## Exercise details
Restate word for word the span that opens with the line containing "Each instance receives one point. Mark the ceramic" and closes with the final line of the data; give only those lines.

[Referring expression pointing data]
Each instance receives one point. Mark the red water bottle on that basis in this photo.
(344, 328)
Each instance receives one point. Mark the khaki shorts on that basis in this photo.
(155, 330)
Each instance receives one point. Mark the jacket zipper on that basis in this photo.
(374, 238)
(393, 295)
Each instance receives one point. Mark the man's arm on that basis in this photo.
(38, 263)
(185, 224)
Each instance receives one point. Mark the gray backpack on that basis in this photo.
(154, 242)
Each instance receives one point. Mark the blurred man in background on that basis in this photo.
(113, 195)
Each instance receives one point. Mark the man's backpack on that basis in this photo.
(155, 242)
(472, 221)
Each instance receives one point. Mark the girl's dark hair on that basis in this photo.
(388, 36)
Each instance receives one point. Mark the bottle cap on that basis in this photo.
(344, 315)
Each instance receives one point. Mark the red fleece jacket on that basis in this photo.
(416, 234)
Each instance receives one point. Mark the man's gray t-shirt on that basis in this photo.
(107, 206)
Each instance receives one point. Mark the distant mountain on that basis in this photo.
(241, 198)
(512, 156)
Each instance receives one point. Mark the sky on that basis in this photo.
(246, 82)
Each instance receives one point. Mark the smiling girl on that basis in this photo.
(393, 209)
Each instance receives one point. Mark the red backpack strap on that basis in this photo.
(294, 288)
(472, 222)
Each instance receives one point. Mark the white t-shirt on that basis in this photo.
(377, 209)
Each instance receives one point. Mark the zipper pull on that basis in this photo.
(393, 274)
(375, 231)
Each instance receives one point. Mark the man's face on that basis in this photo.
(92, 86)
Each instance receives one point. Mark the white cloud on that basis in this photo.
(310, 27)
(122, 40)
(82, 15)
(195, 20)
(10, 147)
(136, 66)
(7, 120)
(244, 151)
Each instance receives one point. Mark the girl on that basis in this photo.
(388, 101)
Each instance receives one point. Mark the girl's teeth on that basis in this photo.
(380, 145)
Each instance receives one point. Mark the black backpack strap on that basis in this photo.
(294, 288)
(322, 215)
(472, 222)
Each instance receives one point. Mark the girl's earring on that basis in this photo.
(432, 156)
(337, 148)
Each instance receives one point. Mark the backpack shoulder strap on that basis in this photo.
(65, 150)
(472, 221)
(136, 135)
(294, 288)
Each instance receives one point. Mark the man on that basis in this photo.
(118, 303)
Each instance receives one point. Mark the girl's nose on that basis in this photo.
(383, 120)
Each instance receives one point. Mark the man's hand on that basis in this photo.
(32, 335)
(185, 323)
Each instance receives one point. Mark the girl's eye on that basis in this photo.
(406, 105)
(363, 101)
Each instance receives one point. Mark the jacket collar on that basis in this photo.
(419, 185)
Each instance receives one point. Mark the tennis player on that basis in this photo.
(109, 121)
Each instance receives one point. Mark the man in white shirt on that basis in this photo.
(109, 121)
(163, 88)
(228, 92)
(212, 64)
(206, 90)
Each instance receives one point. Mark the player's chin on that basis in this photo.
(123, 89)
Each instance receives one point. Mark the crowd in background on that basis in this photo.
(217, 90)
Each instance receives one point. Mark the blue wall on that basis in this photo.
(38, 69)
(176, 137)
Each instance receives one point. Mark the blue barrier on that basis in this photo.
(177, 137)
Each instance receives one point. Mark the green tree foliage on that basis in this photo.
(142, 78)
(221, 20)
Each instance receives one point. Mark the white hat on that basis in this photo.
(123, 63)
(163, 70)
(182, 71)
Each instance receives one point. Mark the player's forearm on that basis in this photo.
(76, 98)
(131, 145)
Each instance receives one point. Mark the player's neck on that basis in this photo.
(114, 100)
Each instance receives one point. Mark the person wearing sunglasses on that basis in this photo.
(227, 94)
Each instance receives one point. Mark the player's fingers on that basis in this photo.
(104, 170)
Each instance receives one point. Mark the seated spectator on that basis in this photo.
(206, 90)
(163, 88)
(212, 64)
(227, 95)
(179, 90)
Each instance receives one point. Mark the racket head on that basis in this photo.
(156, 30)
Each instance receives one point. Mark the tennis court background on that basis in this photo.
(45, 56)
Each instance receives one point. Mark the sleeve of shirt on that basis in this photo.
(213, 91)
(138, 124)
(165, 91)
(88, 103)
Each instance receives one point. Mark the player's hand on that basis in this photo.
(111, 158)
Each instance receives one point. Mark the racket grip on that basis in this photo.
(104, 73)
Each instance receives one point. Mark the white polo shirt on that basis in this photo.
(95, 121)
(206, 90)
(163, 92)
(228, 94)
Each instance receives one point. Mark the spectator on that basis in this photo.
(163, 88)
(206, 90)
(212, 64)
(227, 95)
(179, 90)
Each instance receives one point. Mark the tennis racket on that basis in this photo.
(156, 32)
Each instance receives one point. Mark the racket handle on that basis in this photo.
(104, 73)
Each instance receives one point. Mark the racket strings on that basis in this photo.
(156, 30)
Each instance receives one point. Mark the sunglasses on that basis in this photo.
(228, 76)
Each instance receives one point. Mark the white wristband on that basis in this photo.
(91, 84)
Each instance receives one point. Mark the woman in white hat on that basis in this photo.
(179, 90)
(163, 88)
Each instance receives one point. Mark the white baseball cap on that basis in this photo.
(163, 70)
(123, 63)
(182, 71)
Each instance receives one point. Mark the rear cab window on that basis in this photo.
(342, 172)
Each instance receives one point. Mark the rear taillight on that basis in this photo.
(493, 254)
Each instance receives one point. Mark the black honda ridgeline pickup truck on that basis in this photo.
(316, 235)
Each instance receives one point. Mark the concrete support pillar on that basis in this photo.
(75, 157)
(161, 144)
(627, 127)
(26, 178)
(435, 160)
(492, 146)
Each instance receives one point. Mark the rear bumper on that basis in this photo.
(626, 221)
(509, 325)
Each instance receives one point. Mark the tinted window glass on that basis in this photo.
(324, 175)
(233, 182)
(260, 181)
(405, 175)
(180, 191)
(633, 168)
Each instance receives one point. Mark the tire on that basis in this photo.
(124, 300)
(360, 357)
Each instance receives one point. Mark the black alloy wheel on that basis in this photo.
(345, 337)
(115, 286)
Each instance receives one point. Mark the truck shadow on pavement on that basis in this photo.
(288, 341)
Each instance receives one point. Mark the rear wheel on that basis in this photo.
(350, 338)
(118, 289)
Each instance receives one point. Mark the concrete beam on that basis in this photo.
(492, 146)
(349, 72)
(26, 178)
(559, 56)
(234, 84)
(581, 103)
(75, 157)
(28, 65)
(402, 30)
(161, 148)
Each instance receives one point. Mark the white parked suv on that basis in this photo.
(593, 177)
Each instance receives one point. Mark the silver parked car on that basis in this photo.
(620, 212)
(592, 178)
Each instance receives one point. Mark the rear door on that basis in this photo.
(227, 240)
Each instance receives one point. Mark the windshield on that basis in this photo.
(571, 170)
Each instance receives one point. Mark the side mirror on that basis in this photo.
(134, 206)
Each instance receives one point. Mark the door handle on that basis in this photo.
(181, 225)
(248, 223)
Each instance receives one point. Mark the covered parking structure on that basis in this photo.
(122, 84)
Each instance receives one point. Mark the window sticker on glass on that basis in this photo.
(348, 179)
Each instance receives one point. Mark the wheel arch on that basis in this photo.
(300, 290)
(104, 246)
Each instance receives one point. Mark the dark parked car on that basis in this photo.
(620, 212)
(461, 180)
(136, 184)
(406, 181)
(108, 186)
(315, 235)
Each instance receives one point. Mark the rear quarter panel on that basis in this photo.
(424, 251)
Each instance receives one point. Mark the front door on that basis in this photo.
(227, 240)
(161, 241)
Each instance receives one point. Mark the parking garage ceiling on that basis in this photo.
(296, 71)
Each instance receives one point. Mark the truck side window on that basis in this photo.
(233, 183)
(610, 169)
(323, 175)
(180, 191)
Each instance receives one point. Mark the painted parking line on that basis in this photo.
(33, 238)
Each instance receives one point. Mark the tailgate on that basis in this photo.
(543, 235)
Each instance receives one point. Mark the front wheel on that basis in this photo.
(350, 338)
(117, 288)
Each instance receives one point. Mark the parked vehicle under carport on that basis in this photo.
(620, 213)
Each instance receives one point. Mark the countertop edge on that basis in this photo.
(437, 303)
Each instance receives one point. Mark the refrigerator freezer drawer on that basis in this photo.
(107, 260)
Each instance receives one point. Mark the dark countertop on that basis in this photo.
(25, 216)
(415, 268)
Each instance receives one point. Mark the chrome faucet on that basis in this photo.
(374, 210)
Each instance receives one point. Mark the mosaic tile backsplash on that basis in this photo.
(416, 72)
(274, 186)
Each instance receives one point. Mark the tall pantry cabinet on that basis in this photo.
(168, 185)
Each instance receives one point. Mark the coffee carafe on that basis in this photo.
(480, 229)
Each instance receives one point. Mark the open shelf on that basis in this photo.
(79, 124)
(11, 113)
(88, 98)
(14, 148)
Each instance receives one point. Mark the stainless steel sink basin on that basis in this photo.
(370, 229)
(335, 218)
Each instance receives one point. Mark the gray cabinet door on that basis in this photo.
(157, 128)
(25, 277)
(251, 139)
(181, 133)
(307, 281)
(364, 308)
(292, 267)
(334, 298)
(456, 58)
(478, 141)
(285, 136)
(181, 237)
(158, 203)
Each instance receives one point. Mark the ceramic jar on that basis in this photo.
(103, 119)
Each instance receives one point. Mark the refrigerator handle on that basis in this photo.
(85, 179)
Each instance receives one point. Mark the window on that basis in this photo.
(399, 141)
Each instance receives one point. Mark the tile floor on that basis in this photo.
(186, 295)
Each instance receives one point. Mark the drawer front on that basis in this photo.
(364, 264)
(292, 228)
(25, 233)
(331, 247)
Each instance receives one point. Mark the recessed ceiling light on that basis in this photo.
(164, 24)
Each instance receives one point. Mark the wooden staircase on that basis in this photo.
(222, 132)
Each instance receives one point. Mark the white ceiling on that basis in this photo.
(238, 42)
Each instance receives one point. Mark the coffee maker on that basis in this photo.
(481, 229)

## Finished task
Each instance receives one point. Mark the ceramic jar on that basis in this photo.
(103, 119)
Each instance receives one point. Mark the refrigerator handle on that basis in this photo.
(85, 179)
Each instance receives one point. Mark the window on that basis in this photo.
(399, 141)
Each instance receives one point. Mark the tile floor on that basis in this photo.
(186, 295)
Each instance receives one point. Mark the drawer front on that basis in this photo.
(364, 264)
(292, 228)
(25, 233)
(331, 247)
Each instance receives one point. Mark the recessed ceiling light on that basis in this photo.
(164, 24)
Each instance receives one point. Mark the wooden staircase on that basis in this photo.
(222, 132)
Each instance receives one point. Mark the white ceiling on that basis in this photo.
(238, 42)
Each instance receives one point. Mark the coffee maker on that basis in this photo.
(481, 229)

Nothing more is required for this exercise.